## SET OF TASKS
**1.** According to the blog post on modern childhood, which organization commissioned the researchers to investigate childhood?
**2.** Write a continuation of the blog post on modern childhood, picking up after its last sentence.

Are selfish adults damaging childhood or are parents just struggling to cope with the cost of modern living and childrearing? Is it fair to blame working moms? writes Charlie Cashdan.
Are the parents themselves just a product of the modern education system which pushes for academic and professional success above all things?
The ‘experts’ have been at it again and have probably picked up wonderful fat research grants for the study published today about how rotten modern childhood is.
The Children’s Society commissioned researchers to investigate childhood and the findings of their three year study have been published today.
I could write reams on each and every point it raises but must remember I’m a humble blogger now not a sociology student anymore, so here is my basic take on it.
The overall conclusion was that the aggressive pursuit of individual success is now the greatest threat to British children and it blamed working mom’s predominantly, not career hungry dads of course.
But here are the reasons, in my opinion, why women work suggesting it is not a simplistic selfish greed which motivates them.
House prices and the cost of living mean that a family cannot survive on one wage and an education system which pushes everyone to grow up and be top flight professionals puts us on the career ladder so late in life and costs us so much, including tuition fees, that it makes it difficult to suddenly change direction and simply stay at home when you have a child.
For example, if you are a married couple about to have your first child and want to buy an average priced house, you would need about £180.000.
Having hunted around on the internet, the average wage is suggested to be around £31,500, which I think is a little high but let’s go with it anyway.
So to buy a basic house in which to raise their family on the man’s salary alone, the husband would need to borrow about five times his wage.
Then there are the utility bills, food and council tax on top of the huge monthly repayments.
Therefore the woman needs to work, not because of selfish ambition but just to buy a house for the child to live in and have a reasonable basic standard of living!
Also, as all children are now pushed towards high academic success, made to stay in education until at least 18 and then pushed into university, if our example family are of average age for having their first child they have probably only been working full time for about nine years (depending on what they studied and whether they took a gap year).
They are probably still paying off student loans and won’t have acquired many savings as they have been paying rent, bills and tuition fees since 18 without working full time until at least 21.
The woman simply has to work, and the study arguing that her financial independence splits up families is frankly an insult.
This isn’t the dark ages, the woman’s wage goes into paying the bills same as the man’s, not funding self-indulgent affairs!
Also, if the woman in our little pretend family was bright at school when she was a child and her parents and school pushed her to work really hard and get high levels in her SATs, encouraged her to do A levels, pressured her into studying for a profession then packed her off to university, is it fair to blame her for being career focused?

## Records
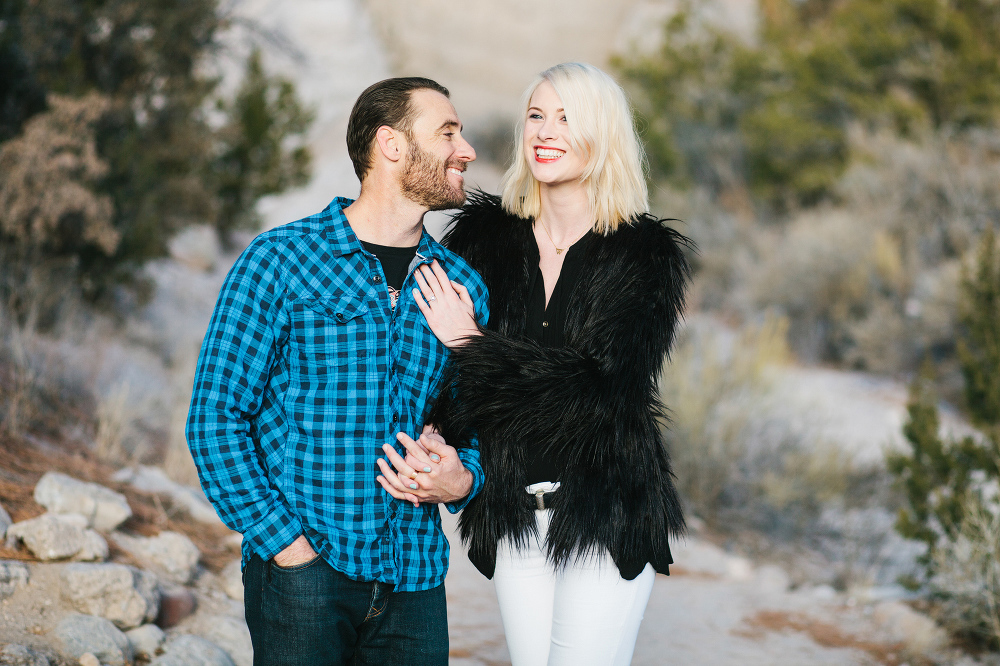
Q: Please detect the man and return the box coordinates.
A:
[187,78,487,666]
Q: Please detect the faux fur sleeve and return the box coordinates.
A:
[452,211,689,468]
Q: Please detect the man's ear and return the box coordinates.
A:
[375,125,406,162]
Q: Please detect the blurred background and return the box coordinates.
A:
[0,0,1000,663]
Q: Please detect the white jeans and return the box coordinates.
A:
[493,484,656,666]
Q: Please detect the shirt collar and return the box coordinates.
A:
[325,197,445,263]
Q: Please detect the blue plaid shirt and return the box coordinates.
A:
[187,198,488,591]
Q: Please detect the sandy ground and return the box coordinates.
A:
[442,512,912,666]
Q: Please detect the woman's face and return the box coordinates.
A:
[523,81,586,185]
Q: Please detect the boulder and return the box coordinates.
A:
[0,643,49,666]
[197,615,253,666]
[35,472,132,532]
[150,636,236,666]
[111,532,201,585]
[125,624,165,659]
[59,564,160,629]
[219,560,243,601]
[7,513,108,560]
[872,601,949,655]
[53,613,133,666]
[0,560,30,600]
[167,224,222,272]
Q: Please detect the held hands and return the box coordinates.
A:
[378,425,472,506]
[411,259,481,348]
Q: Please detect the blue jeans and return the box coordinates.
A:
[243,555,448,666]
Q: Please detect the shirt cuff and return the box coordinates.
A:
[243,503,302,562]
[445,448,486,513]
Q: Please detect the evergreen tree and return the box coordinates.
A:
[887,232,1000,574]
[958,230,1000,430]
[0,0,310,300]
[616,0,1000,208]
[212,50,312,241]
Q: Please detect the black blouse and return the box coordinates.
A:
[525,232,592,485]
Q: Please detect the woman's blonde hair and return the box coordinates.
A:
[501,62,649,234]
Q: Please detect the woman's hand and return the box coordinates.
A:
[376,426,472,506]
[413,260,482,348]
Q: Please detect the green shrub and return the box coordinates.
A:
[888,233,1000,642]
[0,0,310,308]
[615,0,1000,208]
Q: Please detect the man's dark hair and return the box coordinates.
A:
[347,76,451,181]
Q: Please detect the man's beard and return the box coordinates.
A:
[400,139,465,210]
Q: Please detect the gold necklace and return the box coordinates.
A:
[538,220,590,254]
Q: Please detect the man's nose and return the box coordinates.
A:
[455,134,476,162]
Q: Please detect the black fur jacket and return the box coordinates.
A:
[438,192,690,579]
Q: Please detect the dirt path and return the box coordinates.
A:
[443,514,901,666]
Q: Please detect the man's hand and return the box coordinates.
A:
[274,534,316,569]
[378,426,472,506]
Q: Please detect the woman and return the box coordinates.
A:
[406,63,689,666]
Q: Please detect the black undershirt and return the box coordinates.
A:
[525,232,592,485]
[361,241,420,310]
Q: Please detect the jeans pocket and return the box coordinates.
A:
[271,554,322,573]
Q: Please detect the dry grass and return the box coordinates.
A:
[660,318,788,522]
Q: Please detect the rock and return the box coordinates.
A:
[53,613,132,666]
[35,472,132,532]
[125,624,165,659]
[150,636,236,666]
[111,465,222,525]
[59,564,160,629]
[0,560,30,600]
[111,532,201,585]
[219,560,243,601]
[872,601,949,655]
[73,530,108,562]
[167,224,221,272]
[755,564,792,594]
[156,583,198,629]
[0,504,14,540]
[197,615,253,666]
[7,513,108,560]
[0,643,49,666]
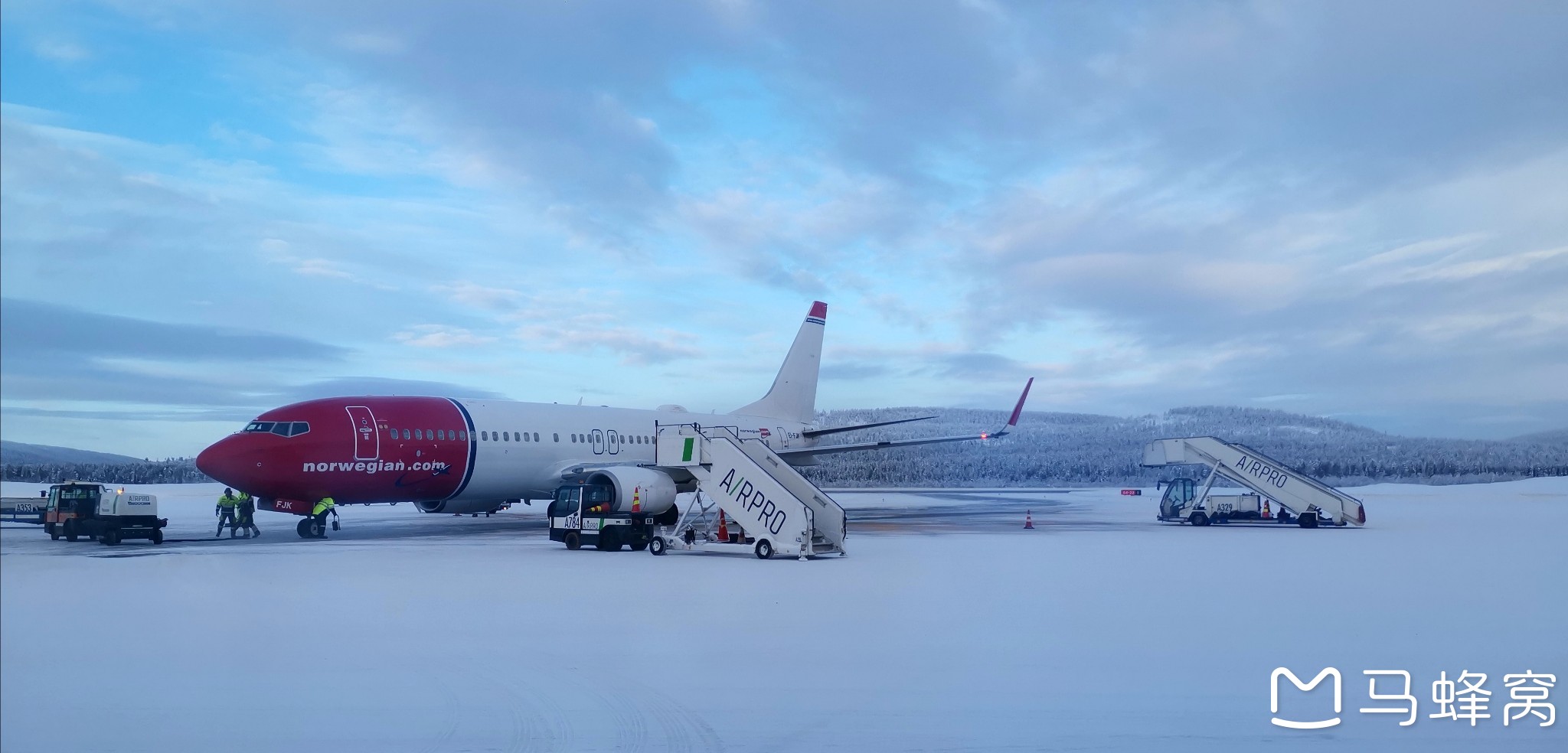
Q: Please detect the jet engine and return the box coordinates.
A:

## OUTPUTS FOR THE TASKS
**1.** The Children's Society.

**2.**
Is it right to tell her that after going to nursery from 3 years old and working hard in education for nearly 20 years since, that she must give it all up at 30ish because she has a child?
Society pushed her to achieve and now blames her for ruining her own child’s life! Why on earth bother sending girls to university then?
However, there are lots of things in the study I agree with like how there is too much competition in education which promotes aggressive individualism rather than a value system where children gain satisfaction from helping others and working together.
It recommends getting rid of SATS and league tables which I wholeheartedly support.
My mom didn’t really put pressure on me to achieve academically, just to do my best and try.
She always said “They’ll be too many chiefs and not enough indians in this country because everyone at school is pushed for top jobs” (This wasn’t a racist saying by the way, it’s just one of my mother’s strange old-fashioned ways of putting things!)
She put pressure on me to be a good person, to sit with the old people on the village bus because they were lonely, to carry their shopping home, and to visit my Nan as often as possible even though she had Alzheimer’s and didn’t always know who I was.
Mom made me share my toys with other children and give to those less fortunate. She made me respect animals, even tiny spiders, and taught me how to love and be kind, putting the needs of others first.
She always said that as long as I was a good person who worked hard and didn’t take from anyone she didn’t care if I swept the roads for a living.
When I worked in a pub full time on minimum wage, she was just as proud of her hard working daughter as she is now that I am a company director.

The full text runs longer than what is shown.